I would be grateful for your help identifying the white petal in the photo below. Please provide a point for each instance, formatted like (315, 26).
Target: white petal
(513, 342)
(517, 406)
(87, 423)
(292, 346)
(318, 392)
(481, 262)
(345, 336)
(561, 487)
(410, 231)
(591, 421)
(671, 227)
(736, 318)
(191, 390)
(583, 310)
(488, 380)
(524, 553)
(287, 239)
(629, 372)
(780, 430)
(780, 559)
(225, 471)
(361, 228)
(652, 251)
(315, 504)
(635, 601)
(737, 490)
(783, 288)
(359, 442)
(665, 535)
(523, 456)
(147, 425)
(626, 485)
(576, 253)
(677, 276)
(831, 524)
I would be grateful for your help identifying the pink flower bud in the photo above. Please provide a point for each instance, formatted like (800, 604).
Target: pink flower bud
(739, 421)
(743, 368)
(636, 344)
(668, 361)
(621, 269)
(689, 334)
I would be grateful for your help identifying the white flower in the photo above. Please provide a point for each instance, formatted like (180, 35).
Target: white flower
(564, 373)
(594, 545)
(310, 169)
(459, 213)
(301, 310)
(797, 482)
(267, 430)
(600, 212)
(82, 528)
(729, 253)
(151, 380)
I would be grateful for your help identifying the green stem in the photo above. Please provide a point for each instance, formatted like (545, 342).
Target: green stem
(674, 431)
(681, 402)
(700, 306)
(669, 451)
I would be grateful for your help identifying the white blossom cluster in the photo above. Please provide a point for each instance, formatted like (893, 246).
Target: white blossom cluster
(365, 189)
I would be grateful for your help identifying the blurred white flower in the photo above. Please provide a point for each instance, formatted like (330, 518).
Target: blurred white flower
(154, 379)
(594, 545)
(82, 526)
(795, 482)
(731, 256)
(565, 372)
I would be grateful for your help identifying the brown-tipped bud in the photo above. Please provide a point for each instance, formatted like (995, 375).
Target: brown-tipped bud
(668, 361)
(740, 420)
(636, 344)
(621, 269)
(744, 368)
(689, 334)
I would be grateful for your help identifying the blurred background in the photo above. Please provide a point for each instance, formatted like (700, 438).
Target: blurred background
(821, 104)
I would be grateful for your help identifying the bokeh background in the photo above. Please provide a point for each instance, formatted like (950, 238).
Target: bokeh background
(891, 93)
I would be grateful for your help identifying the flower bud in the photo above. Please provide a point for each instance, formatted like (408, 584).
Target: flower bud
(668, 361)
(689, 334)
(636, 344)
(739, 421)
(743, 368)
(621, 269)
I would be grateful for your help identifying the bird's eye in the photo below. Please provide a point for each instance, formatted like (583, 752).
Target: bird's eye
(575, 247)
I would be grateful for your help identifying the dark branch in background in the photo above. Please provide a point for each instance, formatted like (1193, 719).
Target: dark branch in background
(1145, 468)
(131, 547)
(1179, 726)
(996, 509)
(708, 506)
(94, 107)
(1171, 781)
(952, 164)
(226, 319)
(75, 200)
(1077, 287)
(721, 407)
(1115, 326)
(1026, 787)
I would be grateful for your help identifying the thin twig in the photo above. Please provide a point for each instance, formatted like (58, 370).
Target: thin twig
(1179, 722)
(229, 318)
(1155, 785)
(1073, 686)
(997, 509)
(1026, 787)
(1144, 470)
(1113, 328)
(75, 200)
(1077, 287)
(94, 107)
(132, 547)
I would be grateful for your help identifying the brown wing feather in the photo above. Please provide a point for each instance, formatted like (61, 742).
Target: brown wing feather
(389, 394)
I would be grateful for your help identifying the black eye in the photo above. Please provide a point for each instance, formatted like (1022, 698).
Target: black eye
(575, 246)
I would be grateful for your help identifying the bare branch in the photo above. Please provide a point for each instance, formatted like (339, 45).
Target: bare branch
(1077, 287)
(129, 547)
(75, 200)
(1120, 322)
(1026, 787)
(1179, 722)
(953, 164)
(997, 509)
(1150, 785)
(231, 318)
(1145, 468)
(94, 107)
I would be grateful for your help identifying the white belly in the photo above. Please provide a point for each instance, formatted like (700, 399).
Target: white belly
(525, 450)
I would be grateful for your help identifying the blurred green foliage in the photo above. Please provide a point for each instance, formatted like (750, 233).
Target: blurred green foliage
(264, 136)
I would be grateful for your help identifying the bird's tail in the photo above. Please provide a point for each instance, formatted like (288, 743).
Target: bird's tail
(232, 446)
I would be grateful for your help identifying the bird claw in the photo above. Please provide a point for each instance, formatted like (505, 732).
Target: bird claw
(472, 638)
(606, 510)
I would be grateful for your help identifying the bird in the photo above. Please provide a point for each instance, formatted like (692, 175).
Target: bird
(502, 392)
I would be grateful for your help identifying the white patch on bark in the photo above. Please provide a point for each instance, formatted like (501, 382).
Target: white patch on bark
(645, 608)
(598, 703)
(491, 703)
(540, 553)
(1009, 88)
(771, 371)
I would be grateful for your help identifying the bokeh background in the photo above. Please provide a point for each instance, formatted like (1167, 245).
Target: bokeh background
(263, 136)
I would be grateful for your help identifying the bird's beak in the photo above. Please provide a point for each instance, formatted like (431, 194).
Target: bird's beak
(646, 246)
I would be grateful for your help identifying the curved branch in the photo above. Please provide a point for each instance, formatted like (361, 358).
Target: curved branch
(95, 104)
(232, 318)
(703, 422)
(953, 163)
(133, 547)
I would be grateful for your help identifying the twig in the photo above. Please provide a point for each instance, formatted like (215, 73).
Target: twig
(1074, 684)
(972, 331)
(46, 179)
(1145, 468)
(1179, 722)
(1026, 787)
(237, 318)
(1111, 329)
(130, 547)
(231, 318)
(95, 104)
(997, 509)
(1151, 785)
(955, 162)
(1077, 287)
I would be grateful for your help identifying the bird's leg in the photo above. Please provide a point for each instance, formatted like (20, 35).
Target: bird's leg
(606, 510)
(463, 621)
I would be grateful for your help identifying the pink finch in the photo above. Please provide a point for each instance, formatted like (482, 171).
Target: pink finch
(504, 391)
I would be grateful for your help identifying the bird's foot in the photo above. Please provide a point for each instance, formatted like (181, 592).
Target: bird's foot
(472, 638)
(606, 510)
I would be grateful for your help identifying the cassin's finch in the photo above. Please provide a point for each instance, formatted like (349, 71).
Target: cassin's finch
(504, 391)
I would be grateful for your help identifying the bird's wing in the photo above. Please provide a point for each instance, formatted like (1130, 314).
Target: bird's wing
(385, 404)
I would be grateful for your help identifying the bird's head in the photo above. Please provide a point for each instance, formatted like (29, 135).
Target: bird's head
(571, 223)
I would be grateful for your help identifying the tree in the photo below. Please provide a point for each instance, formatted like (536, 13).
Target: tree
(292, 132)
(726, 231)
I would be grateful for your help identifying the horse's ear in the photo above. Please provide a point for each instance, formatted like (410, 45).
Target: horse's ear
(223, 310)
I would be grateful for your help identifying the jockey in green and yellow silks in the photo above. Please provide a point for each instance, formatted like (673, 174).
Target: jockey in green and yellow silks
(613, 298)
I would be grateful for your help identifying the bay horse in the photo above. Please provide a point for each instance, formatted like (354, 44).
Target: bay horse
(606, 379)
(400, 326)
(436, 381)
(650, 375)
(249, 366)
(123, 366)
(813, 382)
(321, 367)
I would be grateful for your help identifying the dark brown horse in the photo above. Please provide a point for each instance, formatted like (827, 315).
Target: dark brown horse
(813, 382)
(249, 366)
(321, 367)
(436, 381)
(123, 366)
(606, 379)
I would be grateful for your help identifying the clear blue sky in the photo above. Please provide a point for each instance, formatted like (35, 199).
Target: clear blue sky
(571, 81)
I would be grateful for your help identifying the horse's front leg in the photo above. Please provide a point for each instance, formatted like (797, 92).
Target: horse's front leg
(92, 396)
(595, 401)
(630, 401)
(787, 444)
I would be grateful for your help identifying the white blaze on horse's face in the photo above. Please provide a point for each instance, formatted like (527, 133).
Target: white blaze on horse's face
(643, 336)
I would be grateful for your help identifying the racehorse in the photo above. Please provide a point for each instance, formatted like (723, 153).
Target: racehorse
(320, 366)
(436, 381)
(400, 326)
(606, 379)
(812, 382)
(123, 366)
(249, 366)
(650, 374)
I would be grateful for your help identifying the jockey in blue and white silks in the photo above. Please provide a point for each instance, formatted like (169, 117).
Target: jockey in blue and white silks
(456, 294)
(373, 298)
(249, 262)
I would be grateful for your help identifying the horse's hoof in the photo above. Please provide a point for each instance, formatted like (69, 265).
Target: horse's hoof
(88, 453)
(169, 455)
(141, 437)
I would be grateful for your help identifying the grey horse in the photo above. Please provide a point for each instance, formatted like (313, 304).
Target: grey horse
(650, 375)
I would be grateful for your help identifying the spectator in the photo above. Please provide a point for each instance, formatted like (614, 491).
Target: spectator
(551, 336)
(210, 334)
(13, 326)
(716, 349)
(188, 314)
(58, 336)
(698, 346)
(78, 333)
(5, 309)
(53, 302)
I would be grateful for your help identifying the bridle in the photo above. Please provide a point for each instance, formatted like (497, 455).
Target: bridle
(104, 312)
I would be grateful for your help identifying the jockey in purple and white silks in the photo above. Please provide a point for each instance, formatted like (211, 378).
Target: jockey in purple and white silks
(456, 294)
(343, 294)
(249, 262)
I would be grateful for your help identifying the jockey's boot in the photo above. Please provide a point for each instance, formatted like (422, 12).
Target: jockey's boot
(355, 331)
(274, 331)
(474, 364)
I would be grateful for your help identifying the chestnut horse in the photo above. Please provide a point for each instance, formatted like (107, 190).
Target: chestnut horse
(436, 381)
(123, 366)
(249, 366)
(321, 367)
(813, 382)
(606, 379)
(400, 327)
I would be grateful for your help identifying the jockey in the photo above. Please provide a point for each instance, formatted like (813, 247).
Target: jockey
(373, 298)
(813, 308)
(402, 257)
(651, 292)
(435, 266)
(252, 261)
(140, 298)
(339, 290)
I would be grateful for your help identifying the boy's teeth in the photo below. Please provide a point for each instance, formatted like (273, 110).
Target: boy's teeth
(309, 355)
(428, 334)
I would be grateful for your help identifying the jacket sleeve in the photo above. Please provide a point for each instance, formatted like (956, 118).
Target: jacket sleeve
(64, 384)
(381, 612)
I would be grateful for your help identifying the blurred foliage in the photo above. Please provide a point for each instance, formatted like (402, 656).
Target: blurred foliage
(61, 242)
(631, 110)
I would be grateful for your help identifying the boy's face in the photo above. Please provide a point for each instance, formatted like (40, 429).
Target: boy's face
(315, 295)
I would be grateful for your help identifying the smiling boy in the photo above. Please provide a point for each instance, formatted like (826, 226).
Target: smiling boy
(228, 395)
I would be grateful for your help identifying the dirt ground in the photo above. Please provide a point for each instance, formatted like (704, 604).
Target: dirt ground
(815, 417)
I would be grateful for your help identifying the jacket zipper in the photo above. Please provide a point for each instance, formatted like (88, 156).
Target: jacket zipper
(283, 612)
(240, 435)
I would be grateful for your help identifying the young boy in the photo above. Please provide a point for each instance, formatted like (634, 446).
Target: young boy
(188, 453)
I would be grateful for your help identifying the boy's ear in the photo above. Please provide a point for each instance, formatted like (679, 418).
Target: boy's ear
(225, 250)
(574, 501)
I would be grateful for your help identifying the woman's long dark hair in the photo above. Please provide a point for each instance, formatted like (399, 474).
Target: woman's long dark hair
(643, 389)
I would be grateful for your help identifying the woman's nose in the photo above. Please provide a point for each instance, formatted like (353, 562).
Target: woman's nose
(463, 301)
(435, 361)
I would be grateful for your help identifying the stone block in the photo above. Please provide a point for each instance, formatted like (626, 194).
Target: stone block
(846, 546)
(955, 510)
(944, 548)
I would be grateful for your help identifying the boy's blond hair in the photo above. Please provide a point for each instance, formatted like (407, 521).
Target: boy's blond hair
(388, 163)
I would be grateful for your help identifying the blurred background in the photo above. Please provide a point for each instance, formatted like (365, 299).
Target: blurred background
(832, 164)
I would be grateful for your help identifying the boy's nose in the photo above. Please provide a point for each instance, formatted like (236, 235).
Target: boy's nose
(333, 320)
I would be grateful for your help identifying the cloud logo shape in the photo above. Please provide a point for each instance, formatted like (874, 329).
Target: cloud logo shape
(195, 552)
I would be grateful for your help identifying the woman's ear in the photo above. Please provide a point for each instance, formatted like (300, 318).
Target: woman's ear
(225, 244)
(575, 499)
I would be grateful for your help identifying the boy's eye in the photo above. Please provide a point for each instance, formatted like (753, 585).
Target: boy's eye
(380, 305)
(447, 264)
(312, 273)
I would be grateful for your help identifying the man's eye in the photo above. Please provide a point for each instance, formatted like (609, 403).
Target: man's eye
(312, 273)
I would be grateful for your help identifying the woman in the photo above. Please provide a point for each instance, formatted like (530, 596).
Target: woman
■ ■ ■
> [PROBLEM]: Rewrite the records from the line with "I would be grateful for your help identifying the woman's long" through the end of the records, changing "cloud logo shape" to "cloud-shaped logo" and leaving everything else the same.

> [COMPLETED EXERCISE]:
I would be grateful for your help identifying the woman's long dark hair in the photo above. Please provide a point for each instance, formatted like (399, 474).
Target: woman's long dark hair
(643, 389)
I would be grateful for your help identifying the woman's nose in the photo above. Please provide a point for each instance, formatted like (353, 562).
Target: woman's nose
(463, 301)
(435, 361)
I would be grateful for your help identifying the stone block in the photo above. Please provide a point for each instance, formatted like (626, 194).
Target: stone block
(846, 546)
(955, 510)
(944, 548)
I would be grateful for your help identifying the boy's blond hair in the photo above. Please provide a point for each instance, formatted like (407, 521).
Target: boy's blond hair
(388, 163)
I would be grateful for your help identifying the blurred background in the photo above. Please provide a point for each instance, formatted like (365, 299).
Target: blurred background
(832, 164)
I would be grateful for your help identifying the boy's nose in the photo above. Please provide a point for each instance, formatted like (236, 235).
Target: boy's nose
(333, 320)
I would be grateful for your help identifying the cloud-shaped logo in the photo above. Please provide a point for each instance, formatted like (874, 329).
Target: cloud-shaped logo
(195, 552)
I would be grateful for your help identifying the woman's ear in the photo above. Please provide a point for each instance, formatted like (300, 318).
Target: woman's ear
(225, 244)
(575, 499)
I would be grateful for your help identifying the boy's eye in the photo above. Please provide a point for each instance, formatted like (753, 585).
Target: boy's eye
(380, 305)
(447, 264)
(312, 273)
I would be grateful for your help identifying the man's eye in the photo above. Please provide a point for each instance, formatted like (609, 403).
Target: man's eye
(312, 273)
I would be grateful for your help identifying the woman in the photo above. Please provide a point for each instance, formatted like (530, 596).
Target: woman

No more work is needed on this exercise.